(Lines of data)
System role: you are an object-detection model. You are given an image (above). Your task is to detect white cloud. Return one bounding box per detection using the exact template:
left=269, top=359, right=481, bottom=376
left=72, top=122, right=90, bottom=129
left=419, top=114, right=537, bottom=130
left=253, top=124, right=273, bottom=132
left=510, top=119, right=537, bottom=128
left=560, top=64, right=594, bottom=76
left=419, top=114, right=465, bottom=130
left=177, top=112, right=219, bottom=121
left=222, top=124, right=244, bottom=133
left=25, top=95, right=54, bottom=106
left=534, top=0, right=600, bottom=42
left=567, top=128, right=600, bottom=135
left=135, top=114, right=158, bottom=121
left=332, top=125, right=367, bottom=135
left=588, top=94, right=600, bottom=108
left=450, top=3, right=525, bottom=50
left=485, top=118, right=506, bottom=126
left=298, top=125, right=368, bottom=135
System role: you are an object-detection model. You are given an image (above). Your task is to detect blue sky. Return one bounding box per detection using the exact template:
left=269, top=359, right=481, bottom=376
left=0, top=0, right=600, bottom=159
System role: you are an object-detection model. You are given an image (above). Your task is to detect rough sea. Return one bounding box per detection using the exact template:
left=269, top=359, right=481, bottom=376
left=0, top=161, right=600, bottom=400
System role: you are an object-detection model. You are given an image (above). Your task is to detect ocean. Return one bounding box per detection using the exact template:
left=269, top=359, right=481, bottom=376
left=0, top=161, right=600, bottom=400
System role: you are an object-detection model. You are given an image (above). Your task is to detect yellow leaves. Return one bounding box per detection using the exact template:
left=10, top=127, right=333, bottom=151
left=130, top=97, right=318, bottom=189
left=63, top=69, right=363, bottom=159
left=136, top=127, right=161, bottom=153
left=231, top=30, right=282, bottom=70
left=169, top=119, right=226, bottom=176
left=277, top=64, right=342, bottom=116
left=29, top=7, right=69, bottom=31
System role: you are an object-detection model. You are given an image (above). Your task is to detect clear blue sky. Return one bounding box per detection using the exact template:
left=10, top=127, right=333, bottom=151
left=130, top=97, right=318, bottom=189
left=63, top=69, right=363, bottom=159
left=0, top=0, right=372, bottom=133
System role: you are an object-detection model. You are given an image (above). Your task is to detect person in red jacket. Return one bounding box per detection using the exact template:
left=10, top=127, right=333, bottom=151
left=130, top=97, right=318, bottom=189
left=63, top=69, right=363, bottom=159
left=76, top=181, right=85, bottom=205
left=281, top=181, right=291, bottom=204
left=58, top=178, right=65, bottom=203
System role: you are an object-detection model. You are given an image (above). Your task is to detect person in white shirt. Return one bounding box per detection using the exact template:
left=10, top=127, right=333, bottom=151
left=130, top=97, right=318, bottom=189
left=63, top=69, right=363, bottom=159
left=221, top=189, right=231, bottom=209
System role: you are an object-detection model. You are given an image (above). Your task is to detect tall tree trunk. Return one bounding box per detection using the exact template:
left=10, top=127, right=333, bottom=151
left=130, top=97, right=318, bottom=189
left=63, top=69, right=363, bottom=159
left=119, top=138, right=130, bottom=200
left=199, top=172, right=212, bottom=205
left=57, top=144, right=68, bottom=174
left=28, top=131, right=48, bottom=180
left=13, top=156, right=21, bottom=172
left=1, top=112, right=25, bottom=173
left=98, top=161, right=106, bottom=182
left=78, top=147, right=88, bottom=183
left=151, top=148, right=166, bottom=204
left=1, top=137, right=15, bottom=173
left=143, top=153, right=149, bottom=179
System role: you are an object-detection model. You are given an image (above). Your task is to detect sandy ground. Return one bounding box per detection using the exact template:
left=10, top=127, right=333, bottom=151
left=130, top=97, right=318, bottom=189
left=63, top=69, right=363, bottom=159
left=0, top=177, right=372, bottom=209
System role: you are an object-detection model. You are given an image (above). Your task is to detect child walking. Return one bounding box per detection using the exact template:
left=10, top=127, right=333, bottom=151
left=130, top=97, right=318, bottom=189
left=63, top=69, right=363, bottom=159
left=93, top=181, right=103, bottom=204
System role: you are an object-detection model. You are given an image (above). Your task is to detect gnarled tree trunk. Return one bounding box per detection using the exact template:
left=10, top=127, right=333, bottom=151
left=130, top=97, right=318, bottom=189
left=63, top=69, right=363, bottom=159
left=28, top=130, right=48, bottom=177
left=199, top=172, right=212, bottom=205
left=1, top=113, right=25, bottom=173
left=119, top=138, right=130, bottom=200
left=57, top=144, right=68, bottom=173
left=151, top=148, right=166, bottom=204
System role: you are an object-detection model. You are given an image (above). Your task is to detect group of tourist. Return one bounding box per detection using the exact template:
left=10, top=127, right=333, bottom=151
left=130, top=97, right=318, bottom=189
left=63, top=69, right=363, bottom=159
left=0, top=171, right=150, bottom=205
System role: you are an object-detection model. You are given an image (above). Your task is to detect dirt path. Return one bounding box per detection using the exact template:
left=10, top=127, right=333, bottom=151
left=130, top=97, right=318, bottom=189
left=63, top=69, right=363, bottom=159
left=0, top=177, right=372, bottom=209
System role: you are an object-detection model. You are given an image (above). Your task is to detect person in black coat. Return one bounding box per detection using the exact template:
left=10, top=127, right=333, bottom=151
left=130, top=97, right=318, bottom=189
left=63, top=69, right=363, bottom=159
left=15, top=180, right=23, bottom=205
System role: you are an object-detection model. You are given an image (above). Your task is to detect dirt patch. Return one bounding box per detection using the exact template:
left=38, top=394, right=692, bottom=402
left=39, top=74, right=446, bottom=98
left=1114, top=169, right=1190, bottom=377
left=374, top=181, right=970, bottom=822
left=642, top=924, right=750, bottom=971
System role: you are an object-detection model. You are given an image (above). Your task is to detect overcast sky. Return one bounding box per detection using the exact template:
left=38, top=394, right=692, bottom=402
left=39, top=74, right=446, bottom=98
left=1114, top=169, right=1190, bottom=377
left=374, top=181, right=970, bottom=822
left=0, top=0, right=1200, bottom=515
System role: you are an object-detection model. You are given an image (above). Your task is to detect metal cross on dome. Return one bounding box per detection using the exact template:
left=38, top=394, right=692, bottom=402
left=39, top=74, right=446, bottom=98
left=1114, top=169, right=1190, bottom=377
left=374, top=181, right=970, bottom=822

EXERCISE => Please reproduce every line of the material word for word.

RESPONSE FOR THIS EXERCISE =>
System role: you are an object-detection model. You are given an image (above). Your task is to detect white cloud. Return one bounding box per detection using the exact template:
left=269, top=359, right=481, bottom=376
left=72, top=122, right=90, bottom=129
left=419, top=114, right=537, bottom=130
left=253, top=124, right=273, bottom=132
left=510, top=119, right=537, bottom=128
left=560, top=64, right=594, bottom=76
left=419, top=114, right=465, bottom=130
left=177, top=112, right=219, bottom=121
left=222, top=124, right=244, bottom=133
left=25, top=95, right=54, bottom=106
left=534, top=0, right=600, bottom=42
left=567, top=128, right=600, bottom=135
left=135, top=114, right=158, bottom=121
left=332, top=125, right=367, bottom=135
left=588, top=94, right=600, bottom=108
left=450, top=3, right=525, bottom=50
left=485, top=118, right=506, bottom=126
left=298, top=125, right=368, bottom=135
System role: you are an object-detection model. You are given an image (above). Your task is to detect blue sky. Return one bounding box per detection using the exact template:
left=269, top=359, right=481, bottom=376
left=0, top=0, right=600, bottom=159
System role: you are an object-detection model. You are given an image (above). Your task is to detect rough sea. Return one bounding box per detection using the exact template:
left=269, top=359, right=481, bottom=376
left=0, top=161, right=600, bottom=400
System role: you are an object-detection model. You are given an image (above). Your task is to detect ocean. Return one bounding box per detection using the exact template:
left=269, top=359, right=481, bottom=376
left=0, top=161, right=600, bottom=400
System role: you are an object-detection model. You are given an image (above). Your task is to detect yellow leaves. Return one bounding box per detection using the exact template:
left=10, top=127, right=333, bottom=151
left=130, top=97, right=318, bottom=189
left=63, top=69, right=363, bottom=159
left=136, top=127, right=161, bottom=153
left=231, top=30, right=282, bottom=70
left=169, top=119, right=226, bottom=176
left=277, top=64, right=342, bottom=116
left=29, top=7, right=69, bottom=31
System role: you are an object-detection model. You are given an image (above). Your task is to detect clear blue sky. Return one bounding box per detection using the exact template:
left=10, top=127, right=333, bottom=151
left=130, top=97, right=318, bottom=189
left=63, top=69, right=363, bottom=159
left=0, top=0, right=372, bottom=133
System role: you are an object-detection model. You are given an image (above). Your task is to detect person in red jacket. Return one bounding box per detection using the exact template:
left=10, top=127, right=333, bottom=151
left=130, top=97, right=318, bottom=189
left=63, top=69, right=363, bottom=159
left=76, top=181, right=85, bottom=205
left=281, top=181, right=291, bottom=204
left=58, top=178, right=65, bottom=203
System role: you are an object-detection model. You are given an image (above). Your task is to detect person in white shirt. Return one bounding box per detection using the exact template:
left=10, top=127, right=333, bottom=151
left=130, top=97, right=318, bottom=189
left=63, top=69, right=363, bottom=159
left=221, top=189, right=231, bottom=209
System role: you are an object-detection model. You are given an image (above). Your task is to detect tall tree trunk. Return one bounding box per detection using the exact template:
left=10, top=127, right=333, bottom=151
left=130, top=97, right=318, bottom=189
left=63, top=69, right=363, bottom=159
left=119, top=138, right=130, bottom=200
left=199, top=172, right=212, bottom=205
left=57, top=144, right=68, bottom=174
left=28, top=131, right=48, bottom=180
left=13, top=156, right=21, bottom=172
left=1, top=112, right=25, bottom=173
left=98, top=161, right=106, bottom=182
left=78, top=147, right=88, bottom=183
left=151, top=148, right=166, bottom=204
left=1, top=137, right=15, bottom=173
left=143, top=153, right=149, bottom=179
System role: you are an object-detection model. You are given an image (above). Your task is to detect sandy ground. Return one bounding box per detection using the exact template:
left=10, top=127, right=333, bottom=151
left=130, top=97, right=318, bottom=189
left=63, top=69, right=363, bottom=159
left=0, top=177, right=372, bottom=209
System role: you are an object-detection model. You are given an image (above). Your task is to detect child walking. Return one bounding box per detection using the exact template:
left=10, top=127, right=333, bottom=151
left=130, top=97, right=318, bottom=189
left=63, top=69, right=363, bottom=159
left=93, top=181, right=103, bottom=204
System role: you are an object-detection model. You are given an image (above). Your task is to detect gnarled tree trunk. Return one bounding box per detection using the exact template:
left=10, top=127, right=333, bottom=151
left=130, top=97, right=318, bottom=189
left=63, top=69, right=363, bottom=159
left=28, top=130, right=48, bottom=177
left=199, top=172, right=212, bottom=205
left=1, top=113, right=25, bottom=173
left=119, top=138, right=130, bottom=200
left=57, top=144, right=68, bottom=173
left=151, top=148, right=166, bottom=204
System role: you are an object-detection model. You are given an image (above). Your task is to detect group of tourist. Return one bounding box per detection using the exact template:
left=10, top=127, right=333, bottom=151
left=130, top=97, right=318, bottom=189
left=63, top=69, right=363, bottom=159
left=0, top=171, right=150, bottom=205
System role: you are an object-detection model. You are given an image (above). Your task is to detect dirt path. Return one bounding box per detection using the exact template:
left=10, top=127, right=333, bottom=151
left=130, top=97, right=318, bottom=189
left=63, top=69, right=363, bottom=159
left=0, top=177, right=372, bottom=209
System role: you are an object-detection model. You are given an image (above). Your task is to detect person in black coat. Return one bounding box per detection using the exact template:
left=10, top=127, right=333, bottom=151
left=130, top=97, right=318, bottom=189
left=63, top=69, right=363, bottom=159
left=15, top=180, right=23, bottom=205
System role: you are an object-detection model. You are given an image (above). Your task is to detect dirt patch. Return one bounding box per detection using the exact template:
left=38, top=394, right=692, bottom=402
left=39, top=74, right=446, bottom=98
left=1114, top=169, right=1190, bottom=377
left=374, top=181, right=970, bottom=822
left=642, top=924, right=750, bottom=971
System role: you are an object-detection model. You are given an image (above). Your task is to detect overcast sky. Return one bounding box per detection using the exact template:
left=38, top=394, right=692, bottom=402
left=39, top=74, right=446, bottom=98
left=1114, top=169, right=1190, bottom=377
left=374, top=181, right=970, bottom=822
left=0, top=0, right=1200, bottom=515
System role: you are an object-detection model. You are given an image (above). Your task is to detect metal cross on dome. Return one bounding box per detection using the exact template:
left=38, top=394, right=692, bottom=402
left=39, top=74, right=446, bottom=98
left=1114, top=169, right=1190, bottom=377
left=374, top=181, right=970, bottom=822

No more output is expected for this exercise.